Problem statement → Your task is to return the data below, word for word.

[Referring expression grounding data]
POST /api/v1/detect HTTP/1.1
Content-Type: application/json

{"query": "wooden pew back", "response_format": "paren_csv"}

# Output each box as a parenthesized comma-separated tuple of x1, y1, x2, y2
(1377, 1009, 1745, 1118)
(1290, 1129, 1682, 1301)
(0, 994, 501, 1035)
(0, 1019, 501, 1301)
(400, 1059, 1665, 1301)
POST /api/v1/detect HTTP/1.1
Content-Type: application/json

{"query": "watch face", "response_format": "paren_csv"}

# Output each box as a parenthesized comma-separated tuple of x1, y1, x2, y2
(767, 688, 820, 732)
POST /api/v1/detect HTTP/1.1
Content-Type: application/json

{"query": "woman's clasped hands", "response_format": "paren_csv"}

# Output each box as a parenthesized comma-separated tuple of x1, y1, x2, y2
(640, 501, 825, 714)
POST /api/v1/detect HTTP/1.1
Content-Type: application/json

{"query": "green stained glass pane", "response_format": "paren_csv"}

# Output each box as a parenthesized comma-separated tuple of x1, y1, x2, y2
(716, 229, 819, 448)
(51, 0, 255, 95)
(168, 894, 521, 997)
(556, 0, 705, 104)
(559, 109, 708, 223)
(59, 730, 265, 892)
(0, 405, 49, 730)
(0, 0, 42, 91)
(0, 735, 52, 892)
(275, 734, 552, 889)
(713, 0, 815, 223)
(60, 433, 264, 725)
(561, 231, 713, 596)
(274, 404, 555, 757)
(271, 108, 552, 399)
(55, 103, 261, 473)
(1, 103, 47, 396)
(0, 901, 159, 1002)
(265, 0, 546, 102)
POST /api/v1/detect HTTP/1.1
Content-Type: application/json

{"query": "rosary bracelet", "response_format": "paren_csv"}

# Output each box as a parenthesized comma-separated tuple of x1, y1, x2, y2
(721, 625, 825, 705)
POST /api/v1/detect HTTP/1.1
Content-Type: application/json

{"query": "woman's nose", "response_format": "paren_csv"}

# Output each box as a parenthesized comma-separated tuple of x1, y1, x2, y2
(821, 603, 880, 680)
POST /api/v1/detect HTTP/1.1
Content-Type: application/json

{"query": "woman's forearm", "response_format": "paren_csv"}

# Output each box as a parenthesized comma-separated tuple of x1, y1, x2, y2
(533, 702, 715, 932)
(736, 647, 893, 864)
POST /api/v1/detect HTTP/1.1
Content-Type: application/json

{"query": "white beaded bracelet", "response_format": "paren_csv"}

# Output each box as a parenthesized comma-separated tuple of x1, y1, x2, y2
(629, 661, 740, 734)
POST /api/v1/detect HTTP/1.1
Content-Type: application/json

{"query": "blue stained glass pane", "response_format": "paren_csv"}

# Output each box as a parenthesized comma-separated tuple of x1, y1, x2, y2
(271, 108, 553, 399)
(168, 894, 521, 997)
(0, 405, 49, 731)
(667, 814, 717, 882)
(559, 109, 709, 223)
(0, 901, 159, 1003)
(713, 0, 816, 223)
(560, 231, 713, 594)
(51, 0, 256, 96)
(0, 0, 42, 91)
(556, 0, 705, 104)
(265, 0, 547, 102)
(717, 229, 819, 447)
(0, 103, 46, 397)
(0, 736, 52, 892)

Response to the exercise →
POST /api/v1/detect HTTP/1.1
Content-Type: application/json

{"query": "wooden pew back", "response_format": "paren_csv"}

# Output each box as a parenthesized comma-separated tuple of x1, y1, x2, y2
(1377, 1009, 1745, 1118)
(1290, 1129, 1682, 1301)
(0, 994, 501, 1035)
(0, 1019, 501, 1301)
(400, 1059, 1665, 1301)
POST /api/v1/detect HTTP/1.1
Content-Type: application/json

{"query": "watch face", "response_format": "paren_csv"}

# Output each box as a parenthesized comma-separated tuple of x1, y1, x2, y2
(767, 688, 820, 732)
POST /api/v1/detect HTTP/1.1
Content-Type: application/json

{"query": "woman's clasped hands", "response_format": "paren_csv"}

# Output each box as a parenthesized comma-separated tuple of x1, y1, x2, y2
(640, 501, 825, 714)
POST /api/v1/detect HTTP/1.1
Content-Type: application/json

{"query": "green stained glass pane", "response_format": "paren_csv"}

# Output each box as a parenthesized comma-separated tuple of x1, y1, x2, y2
(716, 229, 819, 448)
(51, 0, 255, 95)
(168, 894, 521, 997)
(556, 0, 705, 104)
(559, 109, 708, 223)
(59, 730, 265, 892)
(0, 405, 49, 730)
(0, 0, 42, 91)
(0, 735, 52, 892)
(275, 734, 552, 889)
(713, 0, 815, 223)
(60, 433, 264, 725)
(561, 231, 713, 596)
(274, 404, 555, 757)
(271, 108, 552, 399)
(55, 103, 261, 473)
(1, 103, 47, 396)
(0, 901, 159, 1002)
(265, 0, 546, 102)
POST /api/v1/detect HTTP/1.1
Content-Type: application/json

{"query": "rosary bracelet", "response_format": "paren_csv"}

# Output each box as a parenthesized comma-separated tuple of x1, y1, x2, y2
(721, 625, 825, 705)
POST /api/v1/detect HTTP/1.1
Content-Type: application/json

{"query": "woman's nose", "response_format": "paren_csv"}

# Output each box as a parenthesized comma-separated tuple of x1, y1, x2, y2
(821, 603, 880, 680)
POST /api/v1/detect HTTP/1.1
Content-Type: application/json

{"query": "woman's forearm", "response_format": "paren_csv"}

# Output each box as a parenthesized comma-separated tuple of x1, y1, x2, y2
(533, 702, 715, 932)
(736, 647, 893, 864)
POST /api/v1/detect HTTP/1.1
Content-Type: application/json

{"query": "white beaded bracelet", "response_format": "paren_csv"}

# Output each box as a parenthesized comma-separated tuple of x1, y1, x2, y2
(629, 661, 740, 734)
POST /api/v1/detect HTTP/1.1
Content-Type: application/json

{"query": "blue stained glass pane", "response_format": "paren_csv"}

# Output each box as a parenthesized comma-separated tuple of x1, y1, x2, y2
(271, 108, 553, 399)
(168, 894, 521, 997)
(0, 405, 49, 731)
(667, 814, 717, 882)
(559, 109, 709, 223)
(0, 901, 159, 1003)
(713, 0, 816, 223)
(560, 231, 713, 594)
(51, 0, 256, 96)
(0, 0, 42, 91)
(556, 0, 705, 104)
(265, 0, 547, 102)
(717, 229, 819, 447)
(0, 103, 46, 397)
(0, 736, 52, 892)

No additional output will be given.